→ Consigne:
Reformulez sous forme de liste le paragraphe de l'extrait fourni ci-dessous qui commence par « Je suis passé en 9.2 », en conservant ses faits principaux.

Salut, je n'arrive plus à imprimer à partir d'un vieux PB G3 noir sur une imprimante Apple Personal LaserWriter 300    Le tout n'ai pas à moi mais je l'avais installé à l'origine. Pire encore, puisque la propriétaire a prêté les 2 à une amie pendant un moment et depuis ca marche plus, qu'est-ce qui c'est passé, s'il c'est passé quelque chose ? Mystère !

J'ai d'abords cru à un truc dans le sélecteur ou l'Apple-Talk. A l'époque j'avais eut un peu de mal la dessus, mais après avoir essayé de nombreuses configurations inefficaces : en passant par le sélecteur du port série au port modem, avec appletalk activé ou désactivé, sur ces ports ou sur d'autres, j'ai décidé de repartir à 0   :hein:  
Je suis passé en 9.2. J'ai bien installé tout ce qui est gestion des imprimantes Apple. Mais quand je lance une impression, il finit toujours par me dire "Un problème est survenue avec l'imprimante. Vérifiez que l'imprimante est directement connecté à ce Mac, au port que vous souhaité et qu'elle est allumé" J'ai également essayé un autre câble de liaison (port série je crois, avec 2 flêches)

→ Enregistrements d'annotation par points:

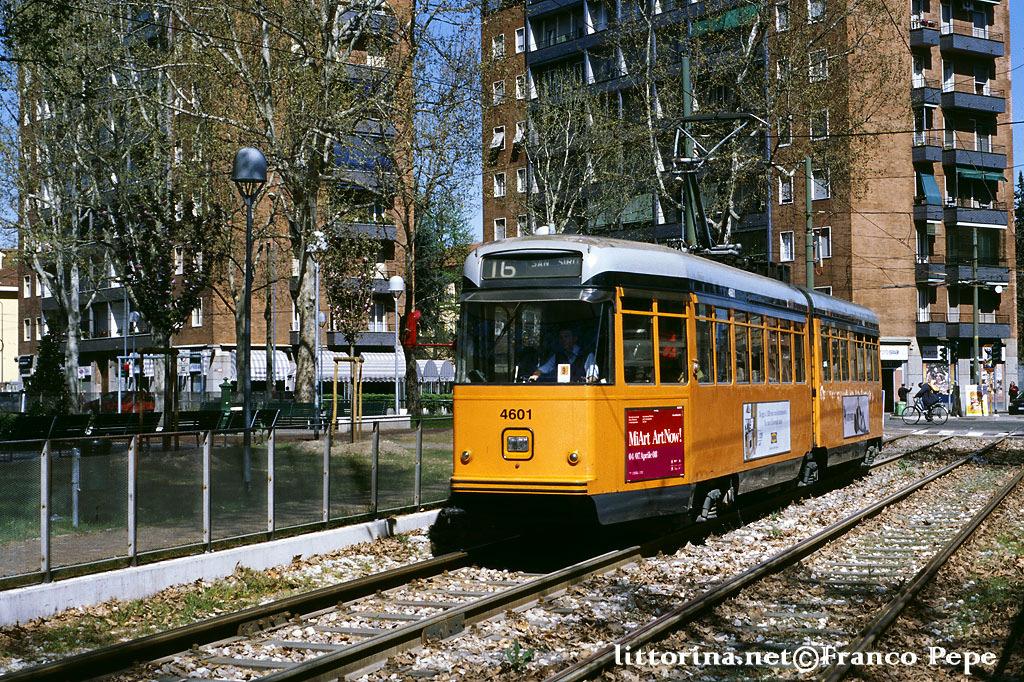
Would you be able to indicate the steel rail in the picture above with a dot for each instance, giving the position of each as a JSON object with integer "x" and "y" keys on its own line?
{"x": 450, "y": 622}
{"x": 117, "y": 656}
{"x": 881, "y": 623}
{"x": 706, "y": 601}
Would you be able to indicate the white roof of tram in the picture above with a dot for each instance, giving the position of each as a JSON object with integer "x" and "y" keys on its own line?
{"x": 602, "y": 254}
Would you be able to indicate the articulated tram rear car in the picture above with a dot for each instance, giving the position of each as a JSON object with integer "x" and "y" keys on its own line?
{"x": 627, "y": 381}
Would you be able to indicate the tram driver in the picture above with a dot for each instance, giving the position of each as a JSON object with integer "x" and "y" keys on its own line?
{"x": 582, "y": 367}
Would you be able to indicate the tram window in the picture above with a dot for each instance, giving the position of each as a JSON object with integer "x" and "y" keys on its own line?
{"x": 757, "y": 350}
{"x": 786, "y": 340}
{"x": 637, "y": 303}
{"x": 519, "y": 341}
{"x": 638, "y": 356}
{"x": 798, "y": 354}
{"x": 742, "y": 359}
{"x": 672, "y": 349}
{"x": 702, "y": 367}
{"x": 773, "y": 356}
{"x": 826, "y": 365}
{"x": 723, "y": 347}
{"x": 671, "y": 307}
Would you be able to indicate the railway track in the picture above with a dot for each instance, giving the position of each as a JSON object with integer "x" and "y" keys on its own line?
{"x": 349, "y": 626}
{"x": 841, "y": 593}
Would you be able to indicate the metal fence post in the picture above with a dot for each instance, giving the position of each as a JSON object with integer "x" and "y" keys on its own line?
{"x": 326, "y": 503}
{"x": 132, "y": 500}
{"x": 207, "y": 516}
{"x": 270, "y": 465}
{"x": 417, "y": 484}
{"x": 44, "y": 511}
{"x": 374, "y": 457}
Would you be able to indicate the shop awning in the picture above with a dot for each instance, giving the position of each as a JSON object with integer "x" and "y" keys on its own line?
{"x": 283, "y": 368}
{"x": 930, "y": 188}
{"x": 975, "y": 174}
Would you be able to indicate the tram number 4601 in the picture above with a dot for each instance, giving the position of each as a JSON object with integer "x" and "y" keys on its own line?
{"x": 517, "y": 414}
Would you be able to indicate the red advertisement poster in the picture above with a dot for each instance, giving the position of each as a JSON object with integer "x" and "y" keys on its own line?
{"x": 653, "y": 443}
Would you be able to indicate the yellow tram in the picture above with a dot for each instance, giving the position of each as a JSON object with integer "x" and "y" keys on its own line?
{"x": 621, "y": 381}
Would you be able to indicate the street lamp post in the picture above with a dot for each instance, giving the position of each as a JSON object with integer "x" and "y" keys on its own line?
{"x": 396, "y": 286}
{"x": 249, "y": 175}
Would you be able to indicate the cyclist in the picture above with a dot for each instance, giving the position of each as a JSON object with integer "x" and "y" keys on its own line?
{"x": 928, "y": 396}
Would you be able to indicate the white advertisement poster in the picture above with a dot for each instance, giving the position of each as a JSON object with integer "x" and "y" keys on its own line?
{"x": 766, "y": 429}
{"x": 855, "y": 416}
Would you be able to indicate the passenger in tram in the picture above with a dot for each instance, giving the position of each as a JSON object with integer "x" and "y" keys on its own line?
{"x": 582, "y": 366}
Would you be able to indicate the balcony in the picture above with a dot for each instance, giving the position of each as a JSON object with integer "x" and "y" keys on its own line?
{"x": 969, "y": 94}
{"x": 925, "y": 212}
{"x": 927, "y": 146}
{"x": 929, "y": 269}
{"x": 972, "y": 40}
{"x": 954, "y": 324}
{"x": 925, "y": 91}
{"x": 924, "y": 32}
{"x": 975, "y": 212}
{"x": 990, "y": 270}
{"x": 973, "y": 153}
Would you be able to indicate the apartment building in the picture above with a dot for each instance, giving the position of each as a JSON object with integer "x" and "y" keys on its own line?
{"x": 931, "y": 175}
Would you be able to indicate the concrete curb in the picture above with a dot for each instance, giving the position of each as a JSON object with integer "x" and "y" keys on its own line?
{"x": 22, "y": 604}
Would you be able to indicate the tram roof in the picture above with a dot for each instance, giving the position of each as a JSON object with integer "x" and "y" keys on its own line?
{"x": 605, "y": 255}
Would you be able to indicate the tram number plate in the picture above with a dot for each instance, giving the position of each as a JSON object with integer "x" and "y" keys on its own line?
{"x": 514, "y": 414}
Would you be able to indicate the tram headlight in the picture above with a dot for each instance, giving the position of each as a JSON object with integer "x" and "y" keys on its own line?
{"x": 517, "y": 443}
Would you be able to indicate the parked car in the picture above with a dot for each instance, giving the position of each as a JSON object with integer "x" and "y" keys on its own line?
{"x": 131, "y": 401}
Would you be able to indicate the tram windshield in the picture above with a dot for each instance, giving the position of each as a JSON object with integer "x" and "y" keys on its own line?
{"x": 535, "y": 341}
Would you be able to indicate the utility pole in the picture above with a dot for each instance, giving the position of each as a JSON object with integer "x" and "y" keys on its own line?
{"x": 689, "y": 233}
{"x": 809, "y": 215}
{"x": 976, "y": 348}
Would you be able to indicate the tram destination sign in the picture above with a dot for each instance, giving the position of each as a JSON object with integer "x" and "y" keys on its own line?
{"x": 532, "y": 267}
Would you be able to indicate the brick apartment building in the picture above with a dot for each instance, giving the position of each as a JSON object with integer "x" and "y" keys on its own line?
{"x": 935, "y": 177}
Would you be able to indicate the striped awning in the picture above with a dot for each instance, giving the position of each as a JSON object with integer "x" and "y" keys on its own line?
{"x": 283, "y": 368}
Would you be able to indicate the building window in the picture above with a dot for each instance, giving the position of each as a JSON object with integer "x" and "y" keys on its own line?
{"x": 782, "y": 15}
{"x": 815, "y": 10}
{"x": 786, "y": 250}
{"x": 785, "y": 131}
{"x": 782, "y": 69}
{"x": 817, "y": 69}
{"x": 819, "y": 124}
{"x": 498, "y": 138}
{"x": 821, "y": 186}
{"x": 785, "y": 188}
{"x": 823, "y": 238}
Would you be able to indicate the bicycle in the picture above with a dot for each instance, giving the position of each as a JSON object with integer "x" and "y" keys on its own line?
{"x": 937, "y": 414}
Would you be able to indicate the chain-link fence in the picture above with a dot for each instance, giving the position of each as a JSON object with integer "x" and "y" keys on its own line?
{"x": 73, "y": 505}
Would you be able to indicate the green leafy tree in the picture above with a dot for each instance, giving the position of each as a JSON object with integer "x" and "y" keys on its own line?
{"x": 46, "y": 390}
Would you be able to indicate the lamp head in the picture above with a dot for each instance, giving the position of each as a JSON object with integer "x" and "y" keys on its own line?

→ Réponse à l'exercice:
- Passage en 9.2.
- Installation de tout ce qui concerne la gestion des imprimantes Apple.
- Chaque tentative d'impression se termine par un message signalant un problème avec l'imprimante. Ce message demande de vérifier que l'imprimante est directement connectée à ce Mac, au port souhaité, et qu'elle est allumée.
- Essai d'un autre câble de liaison, probablement de type port série, marqué de deux flèches.